Pick out every line in the data below that holds "When".
╭─ The data
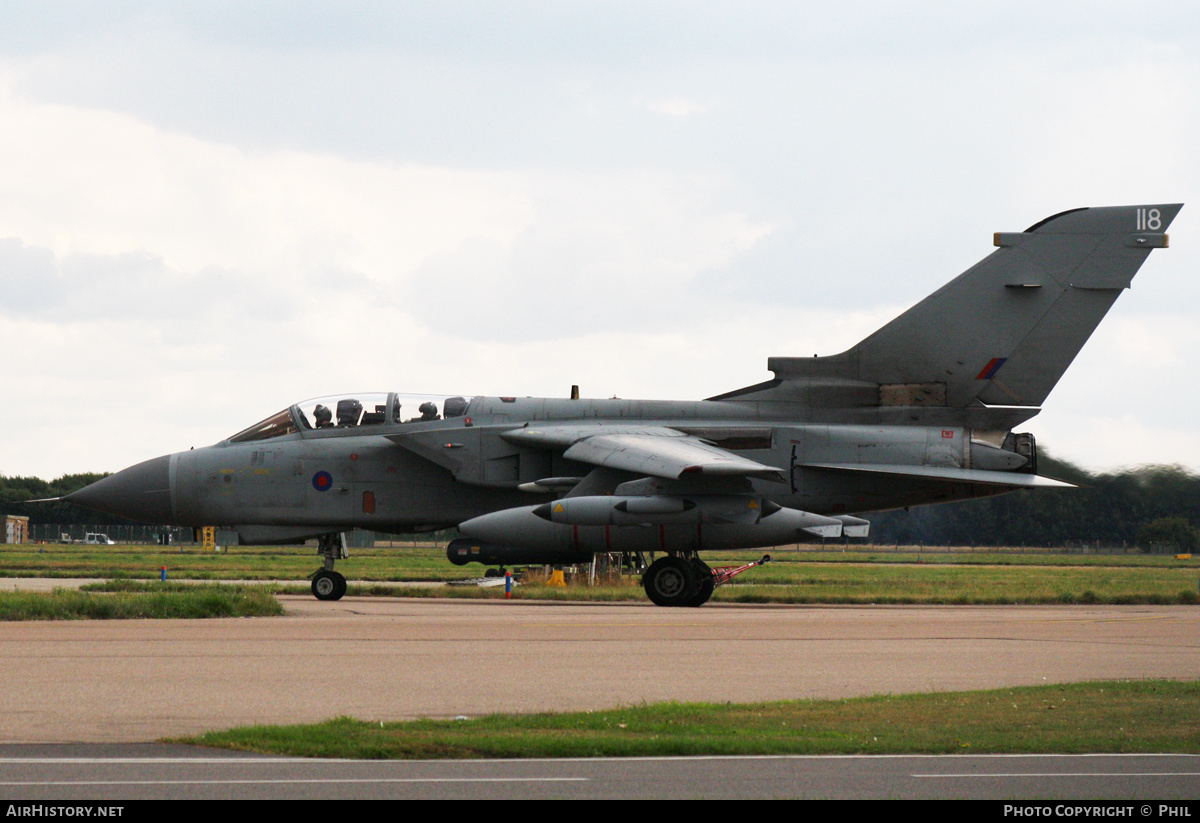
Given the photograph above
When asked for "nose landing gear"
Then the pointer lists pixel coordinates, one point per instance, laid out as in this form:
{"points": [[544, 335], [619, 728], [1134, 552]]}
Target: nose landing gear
{"points": [[327, 583]]}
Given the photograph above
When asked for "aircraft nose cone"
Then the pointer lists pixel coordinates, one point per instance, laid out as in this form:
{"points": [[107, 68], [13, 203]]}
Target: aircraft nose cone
{"points": [[141, 492]]}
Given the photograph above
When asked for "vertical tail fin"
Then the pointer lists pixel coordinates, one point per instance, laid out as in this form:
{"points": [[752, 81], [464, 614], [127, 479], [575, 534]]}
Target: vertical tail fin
╰─
(Written response):
When asked for "nose landing gear"
When asked for "aircraft nose cone"
When asked for "vertical tail fin"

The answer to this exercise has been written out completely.